**ENTRIES PROVIDED**
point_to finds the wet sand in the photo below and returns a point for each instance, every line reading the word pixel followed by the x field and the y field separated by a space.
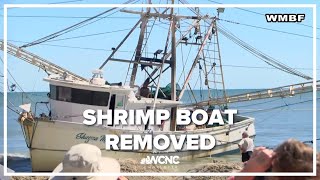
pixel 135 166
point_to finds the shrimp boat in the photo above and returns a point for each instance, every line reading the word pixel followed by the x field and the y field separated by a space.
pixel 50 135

...

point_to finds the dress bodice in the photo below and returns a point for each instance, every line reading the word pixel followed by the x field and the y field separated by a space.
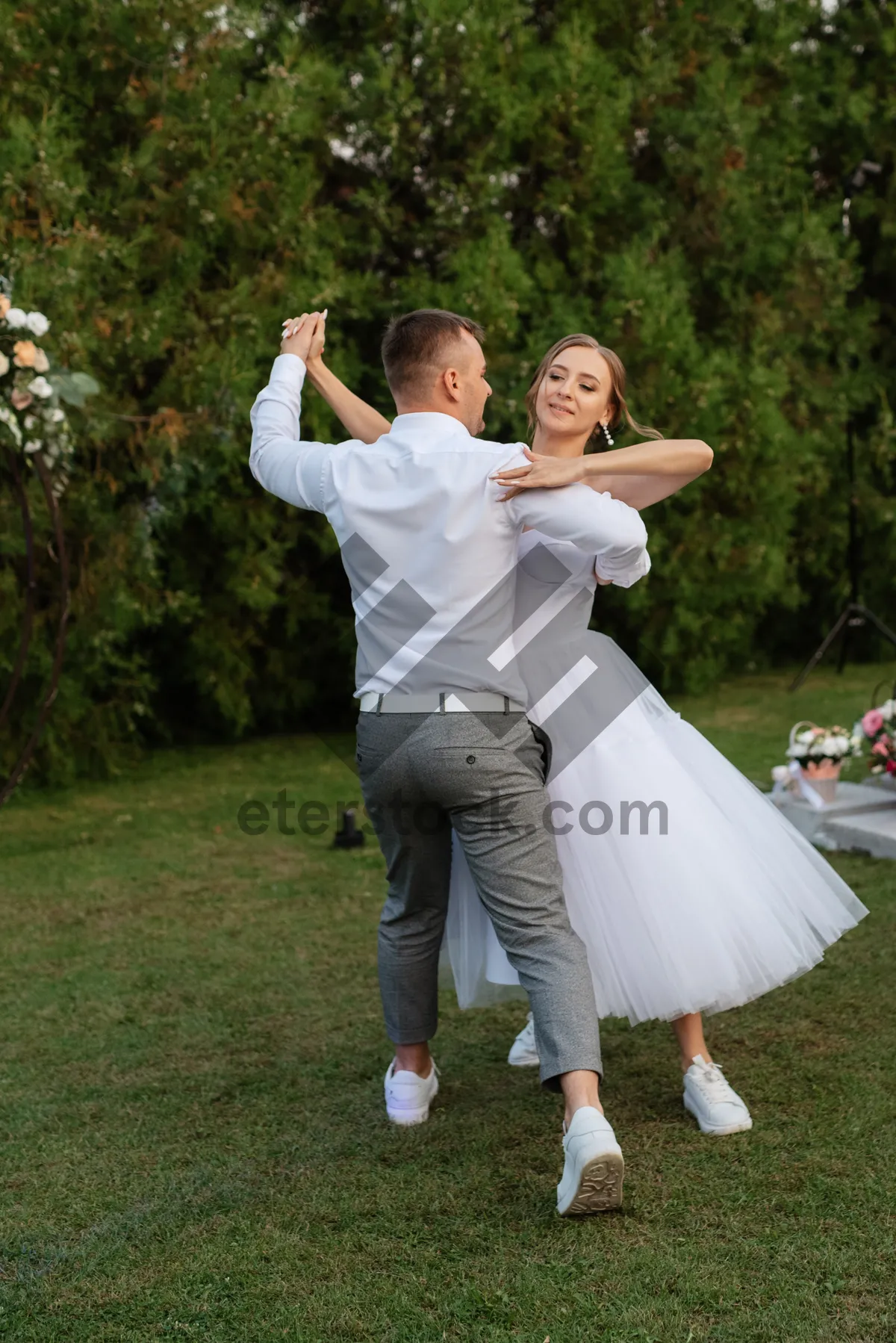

**EXERCISE**
Copy the rows word for word, from the line containing "point_to finds the shrimp" through the line containing "pixel 50 135", both included, and give nothing else.

**COMPLETE ANSWER**
point_to finds the shrimp boat in the photo above and returns a point for each instance, every line reading the word pixel followed by the x field and the y field separated by a space.
pixel 50 135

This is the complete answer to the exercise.